Healthwatch helps to drive forward a new borough-wide strategy to promote digital inclusion
Digital Champion and learner outside at Manor Gardens as we began offering face-to-face support sessions again last month.
Our background as a provider of digital support
Research we carried out with our Diverse Communities Health Voice partners back in 2016 told us that residents wanted to learn about safe internet use to be able to self-care. To meet this need we started to deliver digital support programmes with those partners. Over time we also began to recruit volunteer Digital Champions to offer one to one support for individuals.
Over 700 residents supported
- Together we have supported over 700 local people, primarily from ethnic minority backgrounds and often living with complex health conditions to feel confident to use the internet safely and to feel more connected to others.
- Participants have used the learning to improve their well-being by setting up step-counting groups, connecting with grandchildren online, getting the news in their mother tongue, and participating in faith-based activities online.
- Participants have been able to take charge of their own health by using the internet to look up condition-specific concerns, book GP appointments online, find local wellbeing activities, and access virtual talking therapy.
- Our report launch gave us the opportunity to share what we have learned about what works.
Launch event for our report on digital exclusion
Our report 'From Digital Exclusion to Inclusion' recommended a series of actions to make the borough more digitally inclusive.
National and local perspectives
The report launch took place on 14 July and was well attended by a wide range of organisations:
- We were already massive fans of the national social change charity Good Things Foundation when they first got in touch with us (they really liked the safeguarding processes we'd put in place to protect our volunteer Digital Champions). They spoke about the work they did nationally to promote digital inclusion.

#### Problem details:
Reproduce the Healthwatch digital inclusion text word for word, from start to finish. The rows that come next have no connection to the Healthwatch text.

#### Given entries:
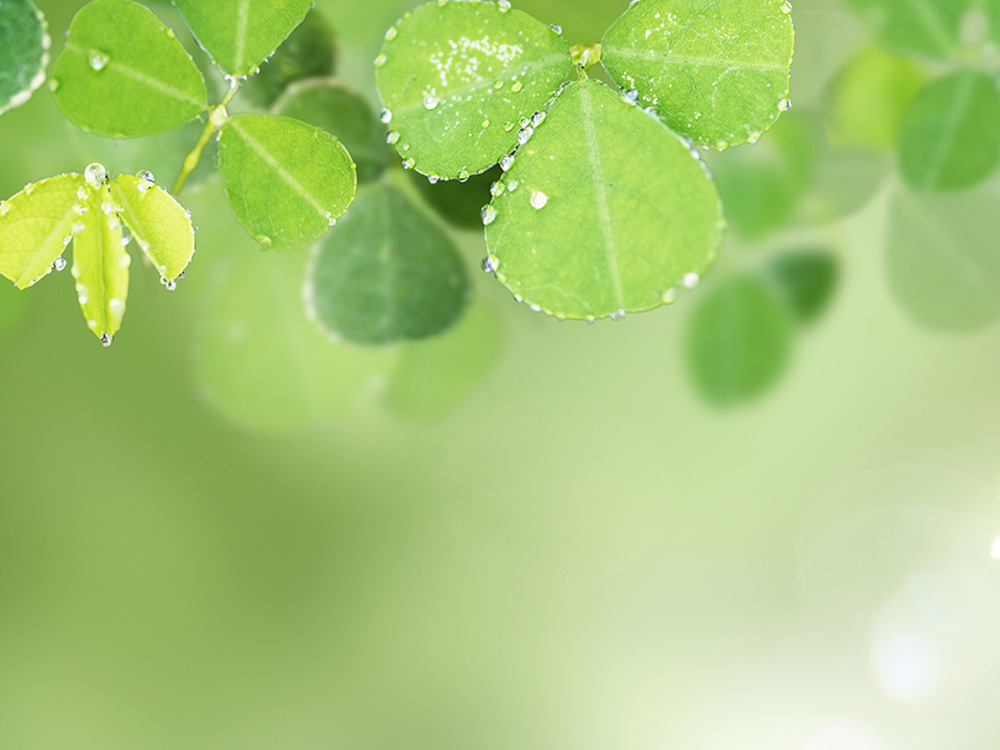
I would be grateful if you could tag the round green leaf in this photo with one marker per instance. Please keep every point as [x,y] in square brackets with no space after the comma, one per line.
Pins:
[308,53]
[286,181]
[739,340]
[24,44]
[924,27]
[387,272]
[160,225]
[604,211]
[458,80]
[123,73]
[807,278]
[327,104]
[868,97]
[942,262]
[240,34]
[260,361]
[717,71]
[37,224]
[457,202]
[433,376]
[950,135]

---

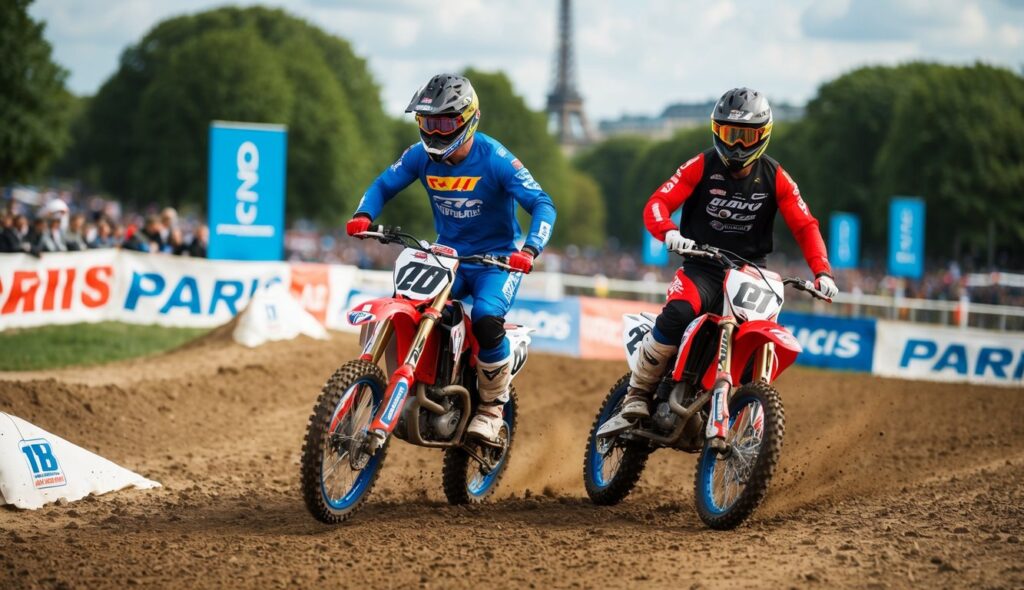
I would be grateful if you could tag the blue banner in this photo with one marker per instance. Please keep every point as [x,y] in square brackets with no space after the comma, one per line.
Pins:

---

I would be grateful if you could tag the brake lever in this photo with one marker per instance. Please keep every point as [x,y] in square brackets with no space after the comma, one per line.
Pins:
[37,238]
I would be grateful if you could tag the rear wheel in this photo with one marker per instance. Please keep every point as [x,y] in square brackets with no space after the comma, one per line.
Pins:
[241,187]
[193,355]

#### Reply to the task:
Healthwatch helps to drive forward a new borough-wide strategy to promote digital inclusion
Digital Champion and learner outside at Manor Gardens as we began offering face-to-face support sessions again last month.
Our background as a provider of digital support
Research we carried out with our Diverse Communities Health Voice partners back in 2016 told us that residents wanted to learn about safe internet use to be able to self-care. To meet this need we started to deliver digital support programmes with those partners. Over time we also began to recruit volunteer Digital Champions to offer one to one support for individuals.
Over 700 residents supported
- Together we have supported over 700 local people, primarily from ethnic minority backgrounds and often living with complex health conditions to feel confident to use the internet safely and to feel more connected to others.
- Participants have used the learning to improve their well-being by setting up step-counting groups, connecting with grandchildren online, getting the news in their mother tongue, and participating in faith-based activities online.
- Participants have been able to take charge of their own health by using the internet to look up condition-specific concerns, book GP appointments online, find local wellbeing activities, and access virtual talking therapy.
- Our report launch gave us the opportunity to share what we have learned about what works.
Launch event for our report on digital exclusion
Our report 'From Digital Exclusion to Inclusion' recommended a series of actions to make the borough more digitally inclusive.
National and local perspectives
The report launch took place on 14 July and was well attended by a wide range of organisations:
- We were already massive fans of the national social change charity Good Things Foundation when they first got in touch with us (they really liked the safeguarding processes we'd put in place to protect our volunteer Digital Champions). They spoke about the work they did nationally to promote digital inclusion.